Copy everything from the line containing "If you could indicate the tile trim" down to the line containing "point(14, 717)", replacing "doormat" with "welcome mat" and leaving the rest of those lines unchanged.
══ INPUT
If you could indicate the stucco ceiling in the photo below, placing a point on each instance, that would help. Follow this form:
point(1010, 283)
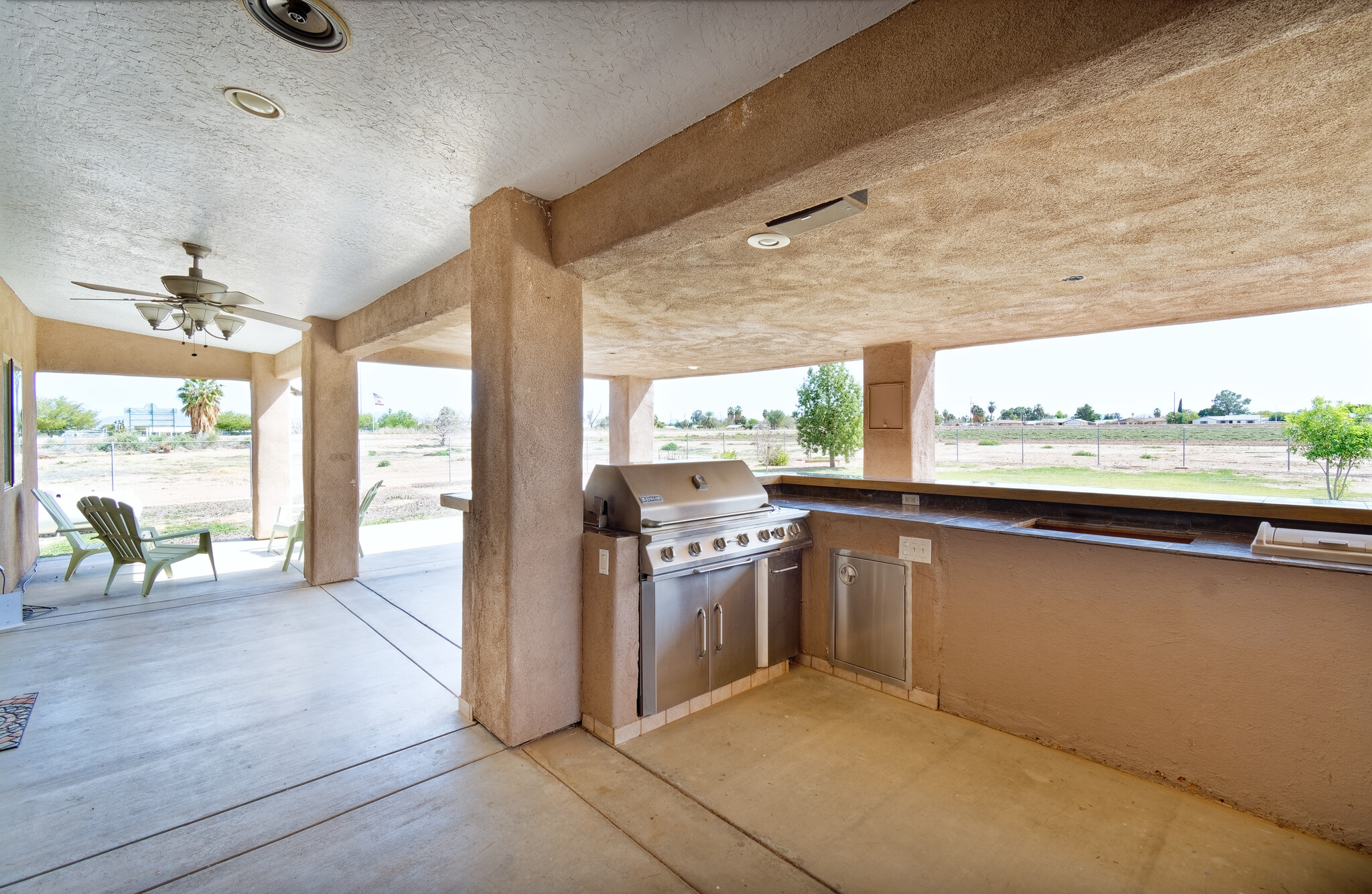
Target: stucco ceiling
point(119, 145)
point(1237, 190)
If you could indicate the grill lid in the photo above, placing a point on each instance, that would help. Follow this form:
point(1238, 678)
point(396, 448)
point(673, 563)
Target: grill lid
point(645, 496)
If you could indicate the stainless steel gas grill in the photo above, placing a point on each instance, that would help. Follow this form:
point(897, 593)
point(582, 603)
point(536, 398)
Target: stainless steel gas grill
point(719, 572)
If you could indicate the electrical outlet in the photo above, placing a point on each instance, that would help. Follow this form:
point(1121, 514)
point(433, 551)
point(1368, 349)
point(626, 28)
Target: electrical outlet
point(916, 550)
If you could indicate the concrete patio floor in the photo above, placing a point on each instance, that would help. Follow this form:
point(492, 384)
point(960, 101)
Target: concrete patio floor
point(260, 734)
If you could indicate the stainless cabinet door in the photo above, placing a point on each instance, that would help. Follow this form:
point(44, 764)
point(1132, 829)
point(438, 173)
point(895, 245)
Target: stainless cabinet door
point(782, 607)
point(870, 624)
point(675, 642)
point(733, 623)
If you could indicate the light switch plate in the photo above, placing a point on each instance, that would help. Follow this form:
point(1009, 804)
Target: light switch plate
point(916, 550)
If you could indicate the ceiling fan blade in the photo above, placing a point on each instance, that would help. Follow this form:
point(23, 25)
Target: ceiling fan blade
point(115, 289)
point(261, 315)
point(235, 299)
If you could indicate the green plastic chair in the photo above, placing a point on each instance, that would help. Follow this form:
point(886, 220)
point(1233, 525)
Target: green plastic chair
point(81, 549)
point(117, 526)
point(297, 534)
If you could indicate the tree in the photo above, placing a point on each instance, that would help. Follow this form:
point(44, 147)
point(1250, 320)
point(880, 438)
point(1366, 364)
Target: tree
point(60, 415)
point(397, 419)
point(231, 421)
point(1227, 404)
point(445, 424)
point(1335, 437)
point(201, 402)
point(831, 412)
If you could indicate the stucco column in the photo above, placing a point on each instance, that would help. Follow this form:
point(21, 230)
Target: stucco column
point(523, 575)
point(330, 435)
point(898, 412)
point(271, 445)
point(630, 419)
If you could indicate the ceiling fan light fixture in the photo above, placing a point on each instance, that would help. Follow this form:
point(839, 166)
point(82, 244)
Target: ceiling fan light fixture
point(199, 313)
point(153, 313)
point(228, 325)
point(251, 102)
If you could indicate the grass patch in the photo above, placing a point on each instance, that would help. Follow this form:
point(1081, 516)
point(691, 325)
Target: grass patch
point(1223, 481)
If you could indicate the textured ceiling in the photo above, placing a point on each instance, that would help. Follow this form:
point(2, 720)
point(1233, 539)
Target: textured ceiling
point(1241, 188)
point(117, 143)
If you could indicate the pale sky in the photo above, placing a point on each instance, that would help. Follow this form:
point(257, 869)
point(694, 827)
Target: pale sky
point(1279, 361)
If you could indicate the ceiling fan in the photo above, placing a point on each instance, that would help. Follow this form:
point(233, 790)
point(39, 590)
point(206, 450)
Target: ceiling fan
point(195, 303)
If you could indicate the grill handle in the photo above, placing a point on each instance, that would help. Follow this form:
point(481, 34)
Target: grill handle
point(653, 523)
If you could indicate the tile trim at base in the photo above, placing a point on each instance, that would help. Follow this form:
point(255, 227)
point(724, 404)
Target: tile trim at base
point(917, 696)
point(619, 735)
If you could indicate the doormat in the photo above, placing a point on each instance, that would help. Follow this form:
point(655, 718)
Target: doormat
point(14, 717)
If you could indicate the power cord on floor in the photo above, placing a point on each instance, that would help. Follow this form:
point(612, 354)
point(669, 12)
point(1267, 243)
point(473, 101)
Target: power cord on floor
point(29, 611)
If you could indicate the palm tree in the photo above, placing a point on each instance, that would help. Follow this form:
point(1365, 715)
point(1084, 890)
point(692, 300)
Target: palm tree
point(201, 402)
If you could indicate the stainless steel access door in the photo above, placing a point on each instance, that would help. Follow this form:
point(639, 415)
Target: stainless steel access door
point(733, 623)
point(872, 615)
point(675, 642)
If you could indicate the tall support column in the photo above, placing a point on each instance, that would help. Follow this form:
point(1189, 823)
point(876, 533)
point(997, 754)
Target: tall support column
point(331, 463)
point(523, 576)
point(630, 419)
point(898, 412)
point(271, 445)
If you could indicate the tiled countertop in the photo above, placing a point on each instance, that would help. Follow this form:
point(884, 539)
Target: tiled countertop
point(1207, 543)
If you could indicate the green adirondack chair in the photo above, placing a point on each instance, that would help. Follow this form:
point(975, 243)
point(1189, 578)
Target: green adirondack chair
point(81, 549)
point(297, 534)
point(117, 526)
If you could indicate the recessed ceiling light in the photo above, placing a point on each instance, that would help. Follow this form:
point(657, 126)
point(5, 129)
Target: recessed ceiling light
point(251, 103)
point(768, 240)
point(303, 22)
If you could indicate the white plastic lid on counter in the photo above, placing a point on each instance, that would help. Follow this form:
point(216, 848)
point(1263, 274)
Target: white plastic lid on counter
point(1326, 546)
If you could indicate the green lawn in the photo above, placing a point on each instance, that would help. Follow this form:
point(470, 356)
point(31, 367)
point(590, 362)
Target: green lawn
point(1220, 481)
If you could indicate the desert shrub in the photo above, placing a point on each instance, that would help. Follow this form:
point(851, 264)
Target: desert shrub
point(774, 455)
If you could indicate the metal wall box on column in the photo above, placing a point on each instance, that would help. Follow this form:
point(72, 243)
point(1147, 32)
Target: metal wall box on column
point(707, 536)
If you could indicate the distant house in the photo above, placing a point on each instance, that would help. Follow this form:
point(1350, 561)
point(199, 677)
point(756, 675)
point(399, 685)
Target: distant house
point(1245, 419)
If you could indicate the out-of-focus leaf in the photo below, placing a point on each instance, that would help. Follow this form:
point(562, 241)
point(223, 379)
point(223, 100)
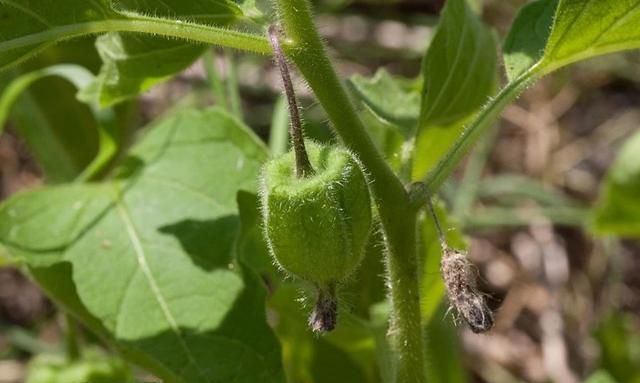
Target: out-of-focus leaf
point(93, 367)
point(550, 34)
point(600, 376)
point(619, 339)
point(459, 74)
point(51, 154)
point(444, 352)
point(151, 252)
point(581, 29)
point(431, 285)
point(133, 63)
point(389, 99)
point(618, 208)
════
*RESPONSE*:
If you could indicate the tile trim at base in the photo above, placing a point on each instance, that would help. Follow this form:
point(255, 227)
point(724, 404)
Target: tile trim at base
point(917, 696)
point(619, 735)
If you could indicate the welcome mat in the photo above, placing a point on each instance, that would help. Follow this form:
point(655, 718)
Target: welcome mat
point(14, 717)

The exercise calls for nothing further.